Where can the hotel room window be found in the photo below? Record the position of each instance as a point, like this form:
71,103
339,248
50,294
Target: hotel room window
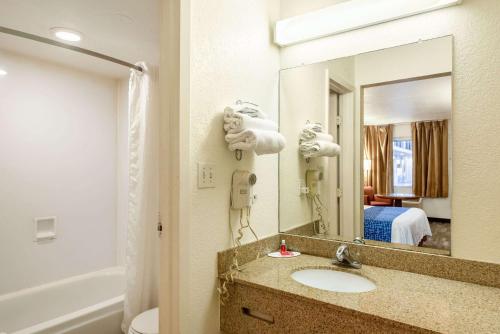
403,162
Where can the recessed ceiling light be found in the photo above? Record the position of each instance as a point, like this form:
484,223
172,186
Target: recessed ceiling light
66,35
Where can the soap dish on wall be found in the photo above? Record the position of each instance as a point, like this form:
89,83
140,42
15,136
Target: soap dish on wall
44,228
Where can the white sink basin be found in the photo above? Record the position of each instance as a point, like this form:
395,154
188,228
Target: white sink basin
331,280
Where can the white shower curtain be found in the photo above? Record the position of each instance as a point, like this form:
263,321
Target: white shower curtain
142,253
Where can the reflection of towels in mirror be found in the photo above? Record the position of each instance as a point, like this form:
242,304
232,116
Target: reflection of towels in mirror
308,134
314,143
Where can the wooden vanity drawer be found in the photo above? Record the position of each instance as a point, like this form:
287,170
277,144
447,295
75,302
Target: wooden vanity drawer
251,310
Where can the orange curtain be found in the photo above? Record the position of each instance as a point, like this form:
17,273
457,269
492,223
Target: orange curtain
430,158
378,149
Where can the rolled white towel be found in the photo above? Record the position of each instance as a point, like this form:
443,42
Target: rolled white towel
261,141
308,134
316,127
235,122
319,148
249,109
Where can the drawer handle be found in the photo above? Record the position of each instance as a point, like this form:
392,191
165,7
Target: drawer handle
258,315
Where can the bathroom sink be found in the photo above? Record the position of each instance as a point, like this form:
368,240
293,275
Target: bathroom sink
332,280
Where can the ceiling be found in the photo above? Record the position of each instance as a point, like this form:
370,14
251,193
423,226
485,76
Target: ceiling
420,100
123,29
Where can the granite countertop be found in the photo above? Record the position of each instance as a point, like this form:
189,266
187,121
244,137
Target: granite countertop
427,302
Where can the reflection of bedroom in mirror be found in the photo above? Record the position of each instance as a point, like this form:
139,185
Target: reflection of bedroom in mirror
386,114
406,161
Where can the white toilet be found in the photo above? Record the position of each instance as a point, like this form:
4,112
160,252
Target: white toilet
145,323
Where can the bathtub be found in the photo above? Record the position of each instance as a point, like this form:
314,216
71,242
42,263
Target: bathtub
87,304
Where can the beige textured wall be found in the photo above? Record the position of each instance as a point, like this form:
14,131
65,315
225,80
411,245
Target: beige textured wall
476,121
232,57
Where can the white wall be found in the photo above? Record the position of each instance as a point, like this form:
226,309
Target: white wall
231,57
58,158
476,67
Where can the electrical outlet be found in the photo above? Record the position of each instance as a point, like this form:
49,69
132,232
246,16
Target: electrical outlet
206,175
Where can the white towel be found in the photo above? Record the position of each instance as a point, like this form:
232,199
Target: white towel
249,109
235,122
261,141
319,148
316,127
308,134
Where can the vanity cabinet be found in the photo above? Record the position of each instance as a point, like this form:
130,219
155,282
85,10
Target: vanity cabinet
254,310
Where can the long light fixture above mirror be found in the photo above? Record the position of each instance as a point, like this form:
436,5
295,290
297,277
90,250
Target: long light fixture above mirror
350,15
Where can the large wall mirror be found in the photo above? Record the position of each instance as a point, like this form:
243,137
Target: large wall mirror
369,147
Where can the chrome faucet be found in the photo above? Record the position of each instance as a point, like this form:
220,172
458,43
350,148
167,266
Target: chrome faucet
343,258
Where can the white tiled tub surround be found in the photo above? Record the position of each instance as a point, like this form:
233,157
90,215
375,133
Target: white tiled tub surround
89,303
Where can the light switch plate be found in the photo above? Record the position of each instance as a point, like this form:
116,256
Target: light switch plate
206,175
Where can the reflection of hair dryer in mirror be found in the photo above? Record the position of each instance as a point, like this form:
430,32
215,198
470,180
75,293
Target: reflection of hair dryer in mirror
241,189
313,176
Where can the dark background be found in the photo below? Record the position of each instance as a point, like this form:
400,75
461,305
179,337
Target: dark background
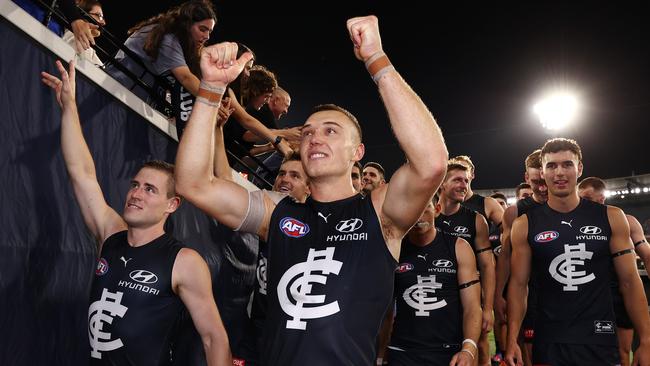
479,69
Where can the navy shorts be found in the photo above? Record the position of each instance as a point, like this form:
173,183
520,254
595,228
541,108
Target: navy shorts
419,358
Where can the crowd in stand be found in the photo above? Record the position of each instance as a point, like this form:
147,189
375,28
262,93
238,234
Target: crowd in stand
352,268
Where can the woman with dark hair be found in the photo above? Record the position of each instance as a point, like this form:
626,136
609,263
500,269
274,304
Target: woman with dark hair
169,44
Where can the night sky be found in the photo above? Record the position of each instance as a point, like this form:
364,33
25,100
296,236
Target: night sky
479,69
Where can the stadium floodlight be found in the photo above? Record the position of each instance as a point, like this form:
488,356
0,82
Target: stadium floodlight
557,110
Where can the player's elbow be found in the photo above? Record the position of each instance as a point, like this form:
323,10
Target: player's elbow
216,346
188,186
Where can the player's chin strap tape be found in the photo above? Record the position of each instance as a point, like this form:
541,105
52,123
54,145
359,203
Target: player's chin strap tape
622,252
468,284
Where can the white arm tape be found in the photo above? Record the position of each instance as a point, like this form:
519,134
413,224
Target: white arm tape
256,210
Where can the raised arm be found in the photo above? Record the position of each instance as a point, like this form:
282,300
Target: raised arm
517,288
191,281
630,284
487,269
101,219
413,185
470,297
221,167
251,124
641,246
224,200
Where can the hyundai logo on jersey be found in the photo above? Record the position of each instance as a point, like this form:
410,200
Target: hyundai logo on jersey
293,228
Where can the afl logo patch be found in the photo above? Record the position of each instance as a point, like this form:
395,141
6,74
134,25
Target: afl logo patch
546,236
102,267
293,228
404,267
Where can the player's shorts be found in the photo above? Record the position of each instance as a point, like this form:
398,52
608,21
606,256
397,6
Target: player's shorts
419,358
564,354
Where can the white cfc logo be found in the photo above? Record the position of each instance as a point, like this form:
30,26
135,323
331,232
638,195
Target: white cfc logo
110,303
417,296
261,275
300,289
563,267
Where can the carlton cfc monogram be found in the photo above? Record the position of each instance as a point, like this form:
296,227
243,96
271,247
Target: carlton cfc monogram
296,282
417,296
563,267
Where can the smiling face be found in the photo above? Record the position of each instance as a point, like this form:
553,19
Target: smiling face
454,188
292,180
560,172
533,177
329,145
200,31
372,178
147,202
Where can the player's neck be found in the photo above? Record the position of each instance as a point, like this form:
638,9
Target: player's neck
469,193
448,207
538,199
422,239
564,204
329,189
139,236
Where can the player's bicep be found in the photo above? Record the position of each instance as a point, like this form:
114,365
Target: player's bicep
99,217
406,197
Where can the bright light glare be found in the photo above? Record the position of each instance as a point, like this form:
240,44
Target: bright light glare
556,111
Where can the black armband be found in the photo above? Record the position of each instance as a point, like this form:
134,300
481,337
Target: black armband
468,284
623,252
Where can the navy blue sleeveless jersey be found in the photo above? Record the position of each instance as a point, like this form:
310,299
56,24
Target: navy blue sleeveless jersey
330,282
133,311
476,203
523,206
429,314
461,224
572,265
251,344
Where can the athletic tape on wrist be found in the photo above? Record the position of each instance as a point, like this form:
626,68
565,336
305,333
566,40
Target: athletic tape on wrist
470,341
468,352
210,95
378,65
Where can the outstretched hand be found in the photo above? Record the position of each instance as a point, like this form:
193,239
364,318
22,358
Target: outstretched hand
219,65
65,87
364,33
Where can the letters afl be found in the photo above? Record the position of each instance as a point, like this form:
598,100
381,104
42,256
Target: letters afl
546,236
293,228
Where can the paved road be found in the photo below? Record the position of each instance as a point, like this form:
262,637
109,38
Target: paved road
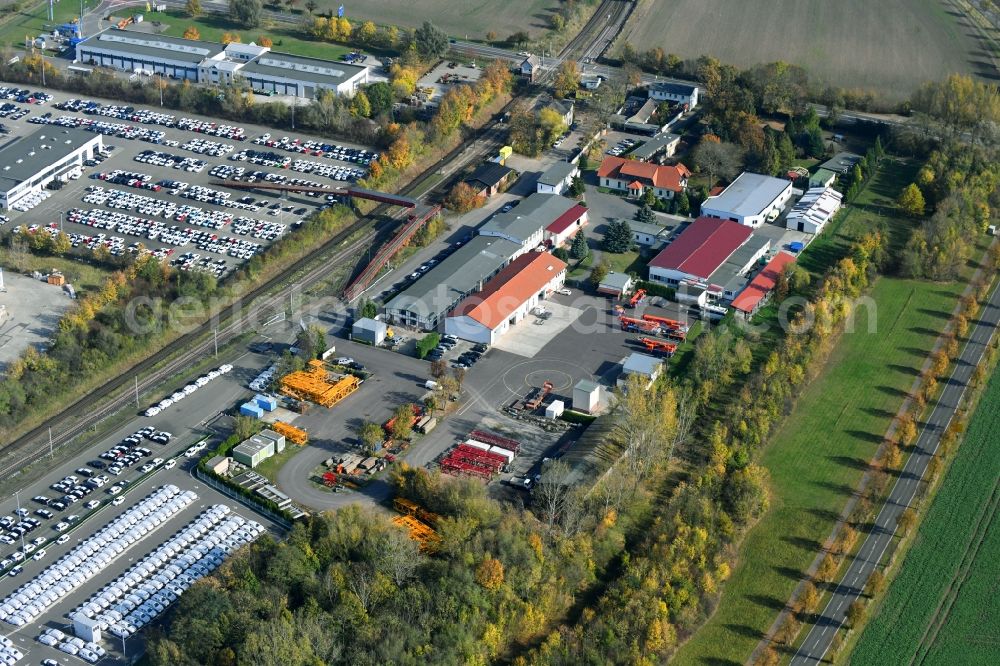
821,634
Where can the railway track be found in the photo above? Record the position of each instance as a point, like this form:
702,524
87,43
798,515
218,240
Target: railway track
92,409
273,295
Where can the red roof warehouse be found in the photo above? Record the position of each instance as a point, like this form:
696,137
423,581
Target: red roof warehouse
702,247
756,293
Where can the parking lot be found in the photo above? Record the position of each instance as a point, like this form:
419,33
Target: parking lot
109,497
153,190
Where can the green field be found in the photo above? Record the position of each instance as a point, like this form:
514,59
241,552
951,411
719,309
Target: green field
474,18
890,46
820,454
943,606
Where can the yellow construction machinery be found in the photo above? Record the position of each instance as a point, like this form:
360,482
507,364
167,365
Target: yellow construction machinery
317,384
415,518
291,433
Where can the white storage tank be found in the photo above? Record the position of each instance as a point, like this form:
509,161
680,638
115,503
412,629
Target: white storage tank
555,409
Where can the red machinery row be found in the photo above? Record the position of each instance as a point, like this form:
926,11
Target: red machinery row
496,440
471,460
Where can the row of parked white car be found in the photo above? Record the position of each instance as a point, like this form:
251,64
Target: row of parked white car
189,389
138,596
334,172
90,652
131,225
159,158
93,554
120,130
206,147
29,201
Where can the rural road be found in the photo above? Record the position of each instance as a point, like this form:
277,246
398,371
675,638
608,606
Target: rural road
817,642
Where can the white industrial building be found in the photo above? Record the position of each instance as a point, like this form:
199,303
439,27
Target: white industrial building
817,207
218,64
507,298
29,163
557,178
681,93
751,200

==========

(Work to be completed)
Only the lines from the one containing "Where can the white storage" to the end of the listing belong in the output, each reproduced exactly.

(Full solution)
Where can the white storage tank be found in the photo above? Record the position of each instance as a point, like this form:
509,161
680,638
115,503
412,629
Target: white storage tank
555,409
Where can the red machinery row be found in the photo above? Record the position of each instance as a point, like this form:
926,11
Target: red machinery row
496,440
471,460
Where can the row of parked white car be found in the photo above? Record the position of each instance as a point, like this form:
251,64
Target: row of parked white car
189,389
138,596
334,172
90,652
131,225
159,158
93,554
120,130
206,147
29,201
Where can the rural road be found in the photo above? Record the position of each instance as a point, like this form:
277,246
398,371
675,638
608,606
Target: rural road
817,642
Where can the white industrial building be found in the photo above? Record the position of each instance as a point, like this form:
199,303
439,27
Target: white industrial building
817,207
218,64
507,298
29,163
557,178
681,93
751,200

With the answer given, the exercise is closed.